▸ Selected text:
The direction of the stream of the electrolytic liquid may in particular be controlled well if the guide body is provided with a guide edge for guiding a substrate on the underside thereof during transport through the electrolytic liquid in the bath.

In a particular embodiment, the conveyor is arranged for clamping substrates to be treated electrolytically near a top thereof during transport of the substrates through the electrolytic liquid in the bath.

In a further embodiment, the bath is provided with a receiving space that is positioned directly under the transport path for receiving substrates or parts thereof that come loose from the conveyor during transport of the substrates. Especially in the case of glass-like substrates, there is by definition an increased risk of substrates or parts thereof coming loose from the conveyor. These parts or substrates that have come loose present a risk of ending up in the path of upstream substrates, so that these substrates or parts thereof might also come loose from the conveyor. In this embodiment it is not necessary to halt the production or at least the conveyor of the system, and for the parts that have come loose to be removed from the bath before restarting production or the conveyor. This is disadvantageous both economically and with respect to process. The receiving space may prevent parts or substrates that have come loose ending up in the path of upstream substrates. Acute intervention if parts or substrates come loose is not then necessary.

In a pragmatic embodiment, the receiving space is provided with a bottom that is located at a distance of at least 10 cm under the lowest discharge orifice of the discharge orifices. The lowest discharge orifice will in practice be provided on the underside of the substrates.

[Coordinate labeling data]
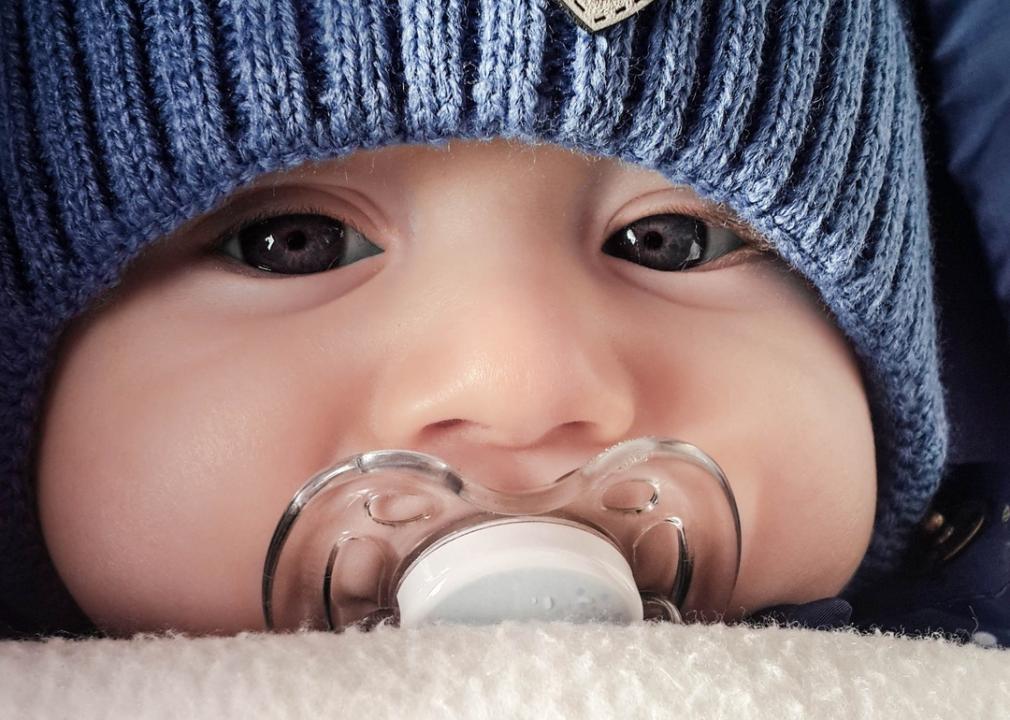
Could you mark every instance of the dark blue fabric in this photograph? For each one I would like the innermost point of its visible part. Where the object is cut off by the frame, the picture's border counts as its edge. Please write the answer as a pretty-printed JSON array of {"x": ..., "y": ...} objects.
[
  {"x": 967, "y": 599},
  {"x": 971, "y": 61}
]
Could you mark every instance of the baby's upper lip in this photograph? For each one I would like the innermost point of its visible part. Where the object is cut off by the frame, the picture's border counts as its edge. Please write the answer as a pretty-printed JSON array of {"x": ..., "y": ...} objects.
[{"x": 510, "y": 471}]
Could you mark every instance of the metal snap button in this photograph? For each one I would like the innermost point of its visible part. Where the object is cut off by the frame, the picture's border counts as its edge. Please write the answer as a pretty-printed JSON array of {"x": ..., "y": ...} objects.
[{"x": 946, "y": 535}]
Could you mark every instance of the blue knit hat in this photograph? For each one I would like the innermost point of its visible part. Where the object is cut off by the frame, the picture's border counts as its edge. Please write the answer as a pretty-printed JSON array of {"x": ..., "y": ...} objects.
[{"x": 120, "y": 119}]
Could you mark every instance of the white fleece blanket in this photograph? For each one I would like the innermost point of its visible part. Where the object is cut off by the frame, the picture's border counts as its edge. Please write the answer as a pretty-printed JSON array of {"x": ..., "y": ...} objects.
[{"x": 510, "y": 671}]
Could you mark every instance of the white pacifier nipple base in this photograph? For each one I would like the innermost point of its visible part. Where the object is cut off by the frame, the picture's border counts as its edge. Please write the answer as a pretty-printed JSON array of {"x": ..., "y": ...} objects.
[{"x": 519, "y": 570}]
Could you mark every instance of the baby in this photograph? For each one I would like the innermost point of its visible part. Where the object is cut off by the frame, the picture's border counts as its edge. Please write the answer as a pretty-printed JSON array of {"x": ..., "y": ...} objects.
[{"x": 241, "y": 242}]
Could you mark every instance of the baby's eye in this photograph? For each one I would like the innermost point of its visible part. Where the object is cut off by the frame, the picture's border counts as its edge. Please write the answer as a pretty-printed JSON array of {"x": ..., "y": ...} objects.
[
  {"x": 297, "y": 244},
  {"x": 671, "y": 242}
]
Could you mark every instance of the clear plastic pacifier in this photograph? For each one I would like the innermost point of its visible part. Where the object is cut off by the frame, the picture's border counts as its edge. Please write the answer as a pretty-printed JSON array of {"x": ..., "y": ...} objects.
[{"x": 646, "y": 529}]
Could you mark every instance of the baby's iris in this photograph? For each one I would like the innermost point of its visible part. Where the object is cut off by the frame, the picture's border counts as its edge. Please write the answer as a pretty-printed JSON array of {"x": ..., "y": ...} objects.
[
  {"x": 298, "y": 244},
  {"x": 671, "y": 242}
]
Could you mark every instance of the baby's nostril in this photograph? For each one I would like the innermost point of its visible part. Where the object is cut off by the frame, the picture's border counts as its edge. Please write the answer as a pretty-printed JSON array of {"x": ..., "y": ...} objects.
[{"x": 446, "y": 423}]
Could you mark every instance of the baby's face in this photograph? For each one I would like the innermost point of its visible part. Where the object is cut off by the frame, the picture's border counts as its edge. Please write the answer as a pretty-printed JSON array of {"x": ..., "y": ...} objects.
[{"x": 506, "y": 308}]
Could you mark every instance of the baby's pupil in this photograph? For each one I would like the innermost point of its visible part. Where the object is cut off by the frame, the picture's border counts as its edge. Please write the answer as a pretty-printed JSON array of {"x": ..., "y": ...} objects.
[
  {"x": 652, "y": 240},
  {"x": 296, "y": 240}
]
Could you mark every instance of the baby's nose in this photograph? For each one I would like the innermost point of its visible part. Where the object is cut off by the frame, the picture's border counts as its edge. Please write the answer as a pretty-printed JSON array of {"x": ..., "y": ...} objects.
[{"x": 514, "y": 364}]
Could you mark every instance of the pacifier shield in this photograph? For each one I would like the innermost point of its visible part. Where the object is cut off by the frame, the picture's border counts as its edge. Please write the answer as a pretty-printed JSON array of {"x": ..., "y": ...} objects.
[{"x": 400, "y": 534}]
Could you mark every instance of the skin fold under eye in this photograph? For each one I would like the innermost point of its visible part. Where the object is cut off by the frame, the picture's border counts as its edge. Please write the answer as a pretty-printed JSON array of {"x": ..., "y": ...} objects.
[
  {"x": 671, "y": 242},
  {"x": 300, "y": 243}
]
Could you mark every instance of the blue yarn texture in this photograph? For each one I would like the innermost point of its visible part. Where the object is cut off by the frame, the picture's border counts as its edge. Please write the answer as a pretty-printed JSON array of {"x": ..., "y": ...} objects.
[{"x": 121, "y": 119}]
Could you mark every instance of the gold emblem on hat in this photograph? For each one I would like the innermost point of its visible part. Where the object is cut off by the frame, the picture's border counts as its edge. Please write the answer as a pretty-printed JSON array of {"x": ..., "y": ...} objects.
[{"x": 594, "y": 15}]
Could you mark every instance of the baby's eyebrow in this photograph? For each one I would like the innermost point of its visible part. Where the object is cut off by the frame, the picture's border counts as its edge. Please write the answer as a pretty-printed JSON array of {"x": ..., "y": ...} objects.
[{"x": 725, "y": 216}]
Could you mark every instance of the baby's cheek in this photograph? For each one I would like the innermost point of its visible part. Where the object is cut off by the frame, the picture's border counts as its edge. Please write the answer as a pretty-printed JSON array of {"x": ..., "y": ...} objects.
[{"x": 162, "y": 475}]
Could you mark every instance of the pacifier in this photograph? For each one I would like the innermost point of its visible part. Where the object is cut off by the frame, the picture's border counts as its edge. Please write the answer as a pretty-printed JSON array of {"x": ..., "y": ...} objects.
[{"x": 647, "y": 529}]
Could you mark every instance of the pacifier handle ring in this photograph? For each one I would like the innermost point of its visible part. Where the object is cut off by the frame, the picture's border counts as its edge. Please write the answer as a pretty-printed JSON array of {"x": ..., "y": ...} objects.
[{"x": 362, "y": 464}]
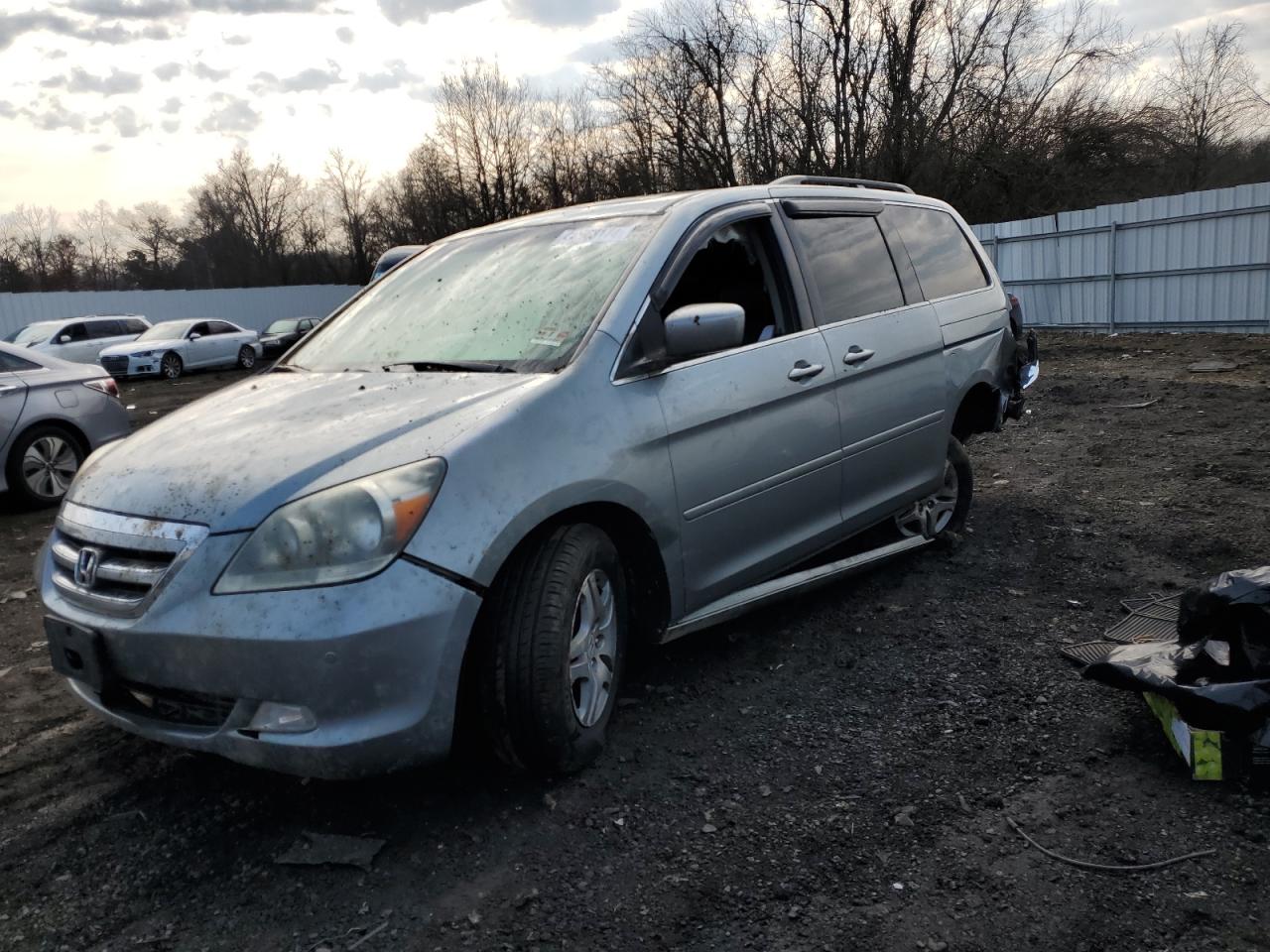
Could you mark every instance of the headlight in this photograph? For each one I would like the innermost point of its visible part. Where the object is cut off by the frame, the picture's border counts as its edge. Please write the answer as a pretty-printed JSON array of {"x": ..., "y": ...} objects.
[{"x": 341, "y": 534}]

▸ Written exercise 1:
In the electrolytic bath passage, rewrite the part starting at "In a pragmatic" and ending at "underside of the substrates.", swapping "bottom" for "floor".
▸ Written exercise 2:
Answer these questions from the electrolytic bath passage:
(a) Where does the conveyor clamp the substrates during transport?
(b) Where is the receiving space positioned?
(c) How far under the lowest discharge orifice is the bottom of the receiving space located?

▸ Right answer 1:
In a pragmatic embodiment, the receiving space is provided with a floor that is located at a distance of at least 10 cm under the lowest discharge orifice of the discharge orifices. The lowest discharge orifice will in practice be provided on the underside of the substrates.

▸ Right answer 2:
(a) Near the top of the substrates.
(b) Directly under the transport path.
(c) At least 10 cm.